======== PROVIDED DATA ========
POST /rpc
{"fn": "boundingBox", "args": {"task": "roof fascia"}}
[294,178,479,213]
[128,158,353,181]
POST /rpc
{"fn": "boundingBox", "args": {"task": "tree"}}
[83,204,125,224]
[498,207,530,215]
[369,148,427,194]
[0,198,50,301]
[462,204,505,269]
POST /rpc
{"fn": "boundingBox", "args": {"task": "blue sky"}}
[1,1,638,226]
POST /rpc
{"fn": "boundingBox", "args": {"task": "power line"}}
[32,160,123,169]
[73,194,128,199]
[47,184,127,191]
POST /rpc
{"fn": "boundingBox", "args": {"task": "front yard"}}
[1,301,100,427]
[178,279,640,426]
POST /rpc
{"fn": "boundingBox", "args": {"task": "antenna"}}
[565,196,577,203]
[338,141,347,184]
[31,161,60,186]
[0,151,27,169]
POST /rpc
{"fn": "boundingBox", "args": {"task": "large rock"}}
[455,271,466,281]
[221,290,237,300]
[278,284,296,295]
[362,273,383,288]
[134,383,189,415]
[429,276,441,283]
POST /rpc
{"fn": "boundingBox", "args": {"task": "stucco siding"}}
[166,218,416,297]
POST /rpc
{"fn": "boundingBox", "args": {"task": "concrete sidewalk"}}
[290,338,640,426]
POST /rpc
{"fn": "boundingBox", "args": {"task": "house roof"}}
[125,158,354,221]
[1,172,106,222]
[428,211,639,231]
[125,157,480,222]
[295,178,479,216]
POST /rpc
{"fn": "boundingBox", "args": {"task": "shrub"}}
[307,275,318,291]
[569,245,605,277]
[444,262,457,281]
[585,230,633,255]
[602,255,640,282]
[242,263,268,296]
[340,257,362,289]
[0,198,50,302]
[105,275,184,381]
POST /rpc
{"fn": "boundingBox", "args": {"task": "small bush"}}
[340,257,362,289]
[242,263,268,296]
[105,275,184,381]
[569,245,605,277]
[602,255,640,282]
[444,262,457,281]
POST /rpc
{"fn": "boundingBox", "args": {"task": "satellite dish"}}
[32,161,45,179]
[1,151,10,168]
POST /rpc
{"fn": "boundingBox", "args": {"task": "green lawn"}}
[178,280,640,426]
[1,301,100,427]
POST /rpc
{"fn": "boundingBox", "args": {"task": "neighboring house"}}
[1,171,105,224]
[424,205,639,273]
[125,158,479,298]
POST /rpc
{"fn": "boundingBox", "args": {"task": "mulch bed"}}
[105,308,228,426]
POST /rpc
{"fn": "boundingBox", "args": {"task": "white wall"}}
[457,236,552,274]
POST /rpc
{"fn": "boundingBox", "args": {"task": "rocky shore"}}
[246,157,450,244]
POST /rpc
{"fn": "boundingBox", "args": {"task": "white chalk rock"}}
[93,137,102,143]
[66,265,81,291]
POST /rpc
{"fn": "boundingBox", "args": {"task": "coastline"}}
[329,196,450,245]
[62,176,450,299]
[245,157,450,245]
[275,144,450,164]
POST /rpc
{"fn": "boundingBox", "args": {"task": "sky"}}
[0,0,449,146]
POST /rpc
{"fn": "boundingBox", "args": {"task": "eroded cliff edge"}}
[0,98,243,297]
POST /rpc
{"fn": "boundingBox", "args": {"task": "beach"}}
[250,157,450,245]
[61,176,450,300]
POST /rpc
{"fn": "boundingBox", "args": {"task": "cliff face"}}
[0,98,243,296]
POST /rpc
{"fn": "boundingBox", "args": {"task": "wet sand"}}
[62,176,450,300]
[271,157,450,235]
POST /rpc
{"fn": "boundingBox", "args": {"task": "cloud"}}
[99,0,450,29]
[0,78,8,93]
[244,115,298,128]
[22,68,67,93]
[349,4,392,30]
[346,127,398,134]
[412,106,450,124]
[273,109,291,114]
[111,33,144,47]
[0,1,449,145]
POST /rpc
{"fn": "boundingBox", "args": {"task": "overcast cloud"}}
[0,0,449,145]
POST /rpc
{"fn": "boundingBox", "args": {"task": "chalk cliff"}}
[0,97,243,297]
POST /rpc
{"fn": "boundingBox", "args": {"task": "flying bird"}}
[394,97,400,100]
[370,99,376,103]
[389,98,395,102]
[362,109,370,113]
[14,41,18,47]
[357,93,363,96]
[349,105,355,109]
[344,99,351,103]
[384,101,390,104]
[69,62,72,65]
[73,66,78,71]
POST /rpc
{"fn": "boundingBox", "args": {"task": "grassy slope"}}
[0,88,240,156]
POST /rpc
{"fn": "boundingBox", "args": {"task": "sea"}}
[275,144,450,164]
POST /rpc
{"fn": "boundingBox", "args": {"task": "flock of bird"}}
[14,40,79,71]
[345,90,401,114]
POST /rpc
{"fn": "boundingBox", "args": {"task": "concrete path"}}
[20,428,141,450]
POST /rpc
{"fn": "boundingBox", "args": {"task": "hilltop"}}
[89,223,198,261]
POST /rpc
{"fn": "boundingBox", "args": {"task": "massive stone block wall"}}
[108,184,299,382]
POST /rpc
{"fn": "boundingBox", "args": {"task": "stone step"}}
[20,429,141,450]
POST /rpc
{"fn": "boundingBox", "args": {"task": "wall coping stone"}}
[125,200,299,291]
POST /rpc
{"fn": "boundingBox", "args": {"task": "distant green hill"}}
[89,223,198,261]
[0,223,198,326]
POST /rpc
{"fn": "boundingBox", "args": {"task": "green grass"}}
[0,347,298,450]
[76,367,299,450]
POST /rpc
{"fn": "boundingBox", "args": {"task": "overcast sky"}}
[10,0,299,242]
========
PROBLEM REQUIREMENTS:
Retype the entries shown above. Keep every word exactly as it is.

SOLUTION BELOW:
POST /rpc
{"fn": "boundingBox", "args": {"task": "roof fascia"}}
[294,178,479,213]
[128,158,353,181]
POST /rpc
{"fn": "boundingBox", "args": {"task": "tree"}}
[83,204,125,224]
[498,207,530,215]
[369,148,427,194]
[0,198,50,301]
[462,204,505,269]
POST /rpc
{"fn": "boundingBox", "args": {"task": "blue sky"}}
[1,1,638,226]
POST /rpc
{"fn": "boundingBox", "args": {"task": "power line"}}
[32,160,123,169]
[73,194,128,199]
[47,184,127,191]
POST /rpc
{"fn": "boundingBox", "args": {"task": "front yard"}}
[1,301,100,427]
[178,279,640,426]
POST /rpc
{"fn": "boundingBox", "args": {"task": "antenna"}}
[565,196,577,203]
[338,141,347,184]
[31,161,60,186]
[0,151,27,169]
POST /rpc
{"fn": "boundingBox", "args": {"task": "large rock"}}
[455,271,466,281]
[221,290,237,300]
[278,284,296,295]
[362,273,383,288]
[134,383,189,415]
[429,276,441,283]
POST /rpc
{"fn": "boundingBox", "args": {"task": "stucco siding"}}
[166,218,416,297]
POST /rpc
{"fn": "boundingBox", "args": {"task": "concrete sidewalk"}}
[290,338,640,426]
POST /rpc
{"fn": "boundingBox", "args": {"task": "house roof"}}
[125,158,354,221]
[1,172,106,222]
[428,211,639,231]
[125,157,480,222]
[295,178,479,216]
POST /rpc
{"fn": "boundingBox", "args": {"task": "shrub"}}
[307,275,318,291]
[569,245,605,277]
[444,262,457,281]
[585,230,633,255]
[602,255,640,282]
[242,263,268,296]
[340,257,362,289]
[0,198,50,302]
[105,275,184,381]
POST /rpc
{"fn": "boundingBox", "args": {"task": "small bush"}}
[340,257,362,289]
[242,263,268,296]
[105,275,184,381]
[569,245,605,277]
[602,255,640,282]
[444,262,457,281]
POST /rpc
{"fn": "boundingBox", "args": {"task": "satellite dish"}}
[32,161,45,179]
[1,151,10,168]
POST /rpc
{"fn": "boundingBox", "args": {"task": "green lawn"}}
[178,280,640,426]
[1,301,100,427]
POST /rpc
{"fn": "boundingBox", "args": {"task": "neighboring house"}}
[1,171,105,224]
[424,205,639,273]
[125,158,479,298]
POST /rpc
{"fn": "boundingBox", "args": {"task": "mulch bed"}}
[105,308,228,426]
POST /rpc
{"fn": "boundingBox", "args": {"task": "white wall"}}
[457,236,552,274]
POST /rpc
{"fn": "boundingBox", "args": {"task": "rocky shore"}}
[246,157,450,244]
POST /rpc
{"fn": "boundingBox", "args": {"task": "white chalk rock"}}
[93,137,102,143]
[66,265,81,291]
POST /rpc
{"fn": "boundingBox", "args": {"task": "coastline"}}
[329,196,450,245]
[62,176,450,299]
[245,157,450,245]
[275,144,450,164]
POST /rpc
{"fn": "boundingBox", "args": {"task": "sky"}}
[0,0,449,146]
POST /rpc
{"fn": "boundingBox", "args": {"task": "eroded cliff edge"}}
[0,98,243,297]
POST /rpc
{"fn": "boundingBox", "args": {"task": "beach"}}
[250,157,450,245]
[61,176,450,300]
POST /rpc
{"fn": "boundingBox", "args": {"task": "cliff face"}}
[0,98,243,296]
POST /rpc
{"fn": "boundingBox", "args": {"task": "wet sand"}}
[62,176,450,300]
[271,157,450,235]
POST /rpc
{"fn": "boundingBox", "args": {"task": "cloud"}}
[99,0,450,29]
[0,78,8,93]
[244,115,298,128]
[22,68,67,93]
[349,4,392,30]
[346,127,398,134]
[412,106,450,124]
[273,109,291,114]
[111,33,144,47]
[0,1,449,145]
POST /rpc
{"fn": "boundingBox", "args": {"task": "overcast cloud"}}
[0,0,449,145]
POST /rpc
{"fn": "boundingBox", "args": {"task": "chalk cliff"}}
[0,97,243,297]
POST /rpc
{"fn": "boundingBox", "args": {"task": "flying bird"}}
[394,97,400,100]
[370,99,376,103]
[389,98,395,102]
[362,109,370,113]
[14,41,18,47]
[357,93,363,96]
[349,105,355,109]
[344,99,351,103]
[384,101,390,104]
[69,62,72,65]
[73,66,78,71]
POST /rpc
{"fn": "boundingBox", "args": {"task": "grassy slope"}}
[0,88,240,156]
POST /rpc
{"fn": "boundingBox", "args": {"task": "sea"}}
[275,144,450,164]
POST /rpc
{"fn": "boundingBox", "args": {"task": "flock of bird"}}
[14,40,79,71]
[345,90,401,114]
POST /rpc
{"fn": "boundingBox", "args": {"task": "concrete path"}}
[20,428,141,450]
POST /rpc
{"fn": "boundingBox", "args": {"task": "hilltop"}}
[89,223,198,261]
POST /rpc
{"fn": "boundingBox", "args": {"task": "massive stone block wall"}}
[108,184,299,382]
POST /rpc
{"fn": "boundingBox", "args": {"task": "stone step"}}
[20,429,141,450]
POST /rpc
{"fn": "boundingBox", "args": {"task": "wall coping stone"}}
[125,200,299,291]
POST /rpc
{"fn": "boundingBox", "args": {"task": "distant green hill"}}
[89,223,198,261]
[0,223,198,326]
POST /rpc
{"fn": "boundingBox", "args": {"task": "green grass"}}
[0,347,298,450]
[76,367,299,450]
POST /rpc
{"fn": "boundingBox", "args": {"task": "overcast sky"}}
[10,0,299,242]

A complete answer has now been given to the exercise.